----- RECORDS SUPPLIED

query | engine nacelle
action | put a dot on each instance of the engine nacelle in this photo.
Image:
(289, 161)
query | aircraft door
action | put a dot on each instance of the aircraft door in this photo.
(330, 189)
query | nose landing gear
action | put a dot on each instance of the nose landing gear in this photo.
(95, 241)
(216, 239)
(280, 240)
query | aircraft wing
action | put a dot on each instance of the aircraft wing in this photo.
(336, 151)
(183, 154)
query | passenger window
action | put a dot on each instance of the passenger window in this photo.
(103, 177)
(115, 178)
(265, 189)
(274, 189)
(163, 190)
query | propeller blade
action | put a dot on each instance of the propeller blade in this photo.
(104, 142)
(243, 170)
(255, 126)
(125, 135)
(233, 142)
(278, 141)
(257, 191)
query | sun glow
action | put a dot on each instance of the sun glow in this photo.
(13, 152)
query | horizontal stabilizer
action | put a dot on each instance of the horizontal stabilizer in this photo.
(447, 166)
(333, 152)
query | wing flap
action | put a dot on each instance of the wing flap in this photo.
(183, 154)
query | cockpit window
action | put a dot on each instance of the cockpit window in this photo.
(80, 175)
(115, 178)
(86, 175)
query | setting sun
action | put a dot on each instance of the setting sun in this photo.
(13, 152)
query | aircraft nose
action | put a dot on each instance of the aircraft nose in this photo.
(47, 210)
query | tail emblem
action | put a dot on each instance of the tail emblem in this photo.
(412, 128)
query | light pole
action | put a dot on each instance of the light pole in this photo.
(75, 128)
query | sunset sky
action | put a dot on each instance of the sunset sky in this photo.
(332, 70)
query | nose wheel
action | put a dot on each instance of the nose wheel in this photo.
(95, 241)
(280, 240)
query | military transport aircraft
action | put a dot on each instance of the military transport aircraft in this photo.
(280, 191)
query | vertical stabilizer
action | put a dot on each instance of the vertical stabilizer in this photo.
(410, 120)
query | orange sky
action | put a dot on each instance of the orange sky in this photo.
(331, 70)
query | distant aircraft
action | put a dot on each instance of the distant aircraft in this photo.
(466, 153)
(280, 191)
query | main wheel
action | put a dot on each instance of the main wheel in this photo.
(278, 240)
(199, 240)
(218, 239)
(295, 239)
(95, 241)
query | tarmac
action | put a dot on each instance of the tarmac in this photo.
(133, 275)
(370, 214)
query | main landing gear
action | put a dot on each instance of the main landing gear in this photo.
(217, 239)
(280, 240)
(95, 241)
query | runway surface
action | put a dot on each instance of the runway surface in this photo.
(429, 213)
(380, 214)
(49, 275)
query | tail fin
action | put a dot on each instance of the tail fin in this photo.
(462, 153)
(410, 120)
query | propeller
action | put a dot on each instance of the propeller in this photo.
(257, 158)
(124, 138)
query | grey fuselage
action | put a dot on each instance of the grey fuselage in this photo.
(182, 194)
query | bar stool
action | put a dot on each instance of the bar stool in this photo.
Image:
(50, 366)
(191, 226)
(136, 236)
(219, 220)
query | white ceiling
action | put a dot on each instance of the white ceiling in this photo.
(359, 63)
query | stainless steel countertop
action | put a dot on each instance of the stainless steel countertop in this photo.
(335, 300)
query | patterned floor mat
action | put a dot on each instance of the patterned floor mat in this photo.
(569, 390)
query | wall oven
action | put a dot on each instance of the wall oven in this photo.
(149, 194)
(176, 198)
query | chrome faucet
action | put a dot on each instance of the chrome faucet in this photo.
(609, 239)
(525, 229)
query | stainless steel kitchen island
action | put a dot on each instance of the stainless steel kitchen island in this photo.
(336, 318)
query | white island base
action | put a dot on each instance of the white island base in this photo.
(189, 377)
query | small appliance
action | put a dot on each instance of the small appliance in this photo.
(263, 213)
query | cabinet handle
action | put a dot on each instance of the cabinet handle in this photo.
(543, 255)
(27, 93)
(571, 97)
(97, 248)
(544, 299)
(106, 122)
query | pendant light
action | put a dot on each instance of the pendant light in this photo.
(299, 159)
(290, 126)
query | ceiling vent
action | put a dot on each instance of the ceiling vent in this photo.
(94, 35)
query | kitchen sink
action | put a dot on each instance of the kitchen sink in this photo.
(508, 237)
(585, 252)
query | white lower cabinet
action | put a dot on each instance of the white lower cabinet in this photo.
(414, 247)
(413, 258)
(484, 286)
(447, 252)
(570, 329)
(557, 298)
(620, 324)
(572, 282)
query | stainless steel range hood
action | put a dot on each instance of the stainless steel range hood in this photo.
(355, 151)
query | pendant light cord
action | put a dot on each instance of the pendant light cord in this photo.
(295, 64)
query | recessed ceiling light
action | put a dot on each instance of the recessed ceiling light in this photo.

----------

→ TASK DETAILS:
Write out every one of the items above without changing a single character.

→ RESULT OF THIS EXERCISE:
query | engine nacelle
action | put a dot on each instance of the engine nacelle in this photo.
Image:
(289, 161)
query | aircraft door
action | put a dot on each instance of the aircraft door in this photo.
(330, 189)
query | nose landing gear
action | put a dot on each instance of the nose landing gear in this photo.
(95, 241)
(216, 239)
(280, 240)
query | aircraft wing
action | put a dot on each instance of the aircraft wing in this photo.
(336, 151)
(183, 154)
query | passenger window
action | put a dot on each instance of the passenger window in this photo.
(103, 177)
(115, 178)
(265, 189)
(274, 189)
(163, 190)
query | propeller blade
action | put a dot on each instance of the propeller blade in this photo.
(104, 142)
(243, 170)
(255, 126)
(125, 135)
(233, 142)
(278, 141)
(257, 191)
query | sun glow
action | put a dot on each instance of the sun glow in this photo.
(13, 152)
query | horizontal stabilizer
action | put a dot on each instance of the horizontal stabilizer in this photo.
(447, 166)
(333, 152)
query | wing flap
action | put a dot on each instance of the wing flap in this photo.
(183, 154)
query | cockpit window
action | put a dot on each instance of the cockpit window in this photo.
(80, 175)
(115, 178)
(86, 175)
query | setting sun
action | put a dot on each instance of the setting sun in this photo.
(13, 152)
query | aircraft nose
action | put a dot on each instance of the aircraft nose in this photo.
(47, 210)
query | tail emblem
action | put a dot on each instance of the tail emblem in this photo.
(412, 128)
query | light pole
action | put a dot on each instance of the light pole in this photo.
(75, 128)
query | sunset sky
action | put a dot on each instance of the sunset sky in this photo.
(332, 70)
query | nose wheel
action | put a dot on each instance of the nose wheel in this photo.
(95, 241)
(280, 240)
query | military transport aircraft
action | put a dot on each instance of the military transport aircraft in this photo.
(280, 191)
query | vertical stabilizer
action | put a dot on each instance of the vertical stabilizer in this photo.
(410, 120)
query | orange sky
action | put a dot on each instance of the orange sky in this photo.
(331, 70)
query | distant aircraft
action | put a dot on each instance of the distant aircraft in this photo.
(466, 153)
(280, 191)
query | main wheel
action | put a dot on each instance of the main wheel in this photo.
(278, 240)
(199, 240)
(218, 239)
(295, 239)
(95, 241)
query | tarmac
action | put a dot on each instance of the tarmac in this photo.
(133, 275)
(370, 214)
query | main landing gear
action | put a dot on each instance of the main landing gear in this photo.
(217, 239)
(280, 240)
(95, 241)
query | runway surface
action | put a dot on each instance of the runway surface in this photo.
(429, 213)
(380, 214)
(49, 275)
query | tail fin
action | put a dot on each instance of the tail fin in this photo.
(462, 153)
(410, 120)
query | propeller
action | put a dot on each instance of the propeller in this photo.
(257, 158)
(124, 138)
query | grey fuselage
action | put a dot on each instance of the grey fuselage in this photo.
(182, 194)
query | bar stool
action | put a dot on each instance of the bar stool in this photo.
Image:
(50, 366)
(191, 226)
(136, 236)
(219, 220)
query | white ceiling
action | put a dot on each instance of the white ceiling in this photo.
(359, 63)
query | stainless steel countertop
action | put a dot on each instance of the stainless steel countertop in this photo.
(335, 300)
query | patterned floor mat
action | put a dot on each instance of the patterned floor mat in this photo.
(569, 390)
query | wall oven
action | put a dot on each instance of the wall oven in this photo.
(149, 194)
(176, 198)
query | chrome faucet
action | put a dot on each instance of the chrome faucet in this photo.
(609, 239)
(525, 229)
query | stainless steel kitchen island
action | put a dot on each instance of the stainless steel kitchen island in this photo.
(336, 318)
query | white island base
action | put a dot on each instance of the white island base in this photo.
(189, 377)
query | small appliance
action | put a dot on each instance of the small appliance in this photo.
(263, 213)
query | cabinet handle
action | put a dot on each instance of the cabinet handle in this photo.
(543, 255)
(27, 93)
(571, 97)
(97, 248)
(544, 299)
(106, 122)
query | pendant light
action | put a dot on each instance of the pendant light in this photo.
(299, 159)
(290, 126)
query | ceiling vent
action | put a dot on each instance of the ceiling vent in this photo.
(94, 35)
query | kitchen sink
action | put a dot on each instance of the kitchen sink in this photo.
(508, 237)
(585, 252)
query | white lower cabinet
action | put a dot on each instance of the white lower cabinet in this photo.
(414, 247)
(413, 258)
(484, 286)
(447, 252)
(570, 329)
(557, 298)
(620, 324)
(572, 282)
query | stainless steel range hood
action | put a dot on each instance of the stainless steel range hood in this photo.
(355, 151)
query | pendant light cord
action | put a dot on each instance of the pendant light cord in this photo.
(295, 64)
query | recessed ceiling light
action | put a dot on each instance of the recessed ceiling light in this photo.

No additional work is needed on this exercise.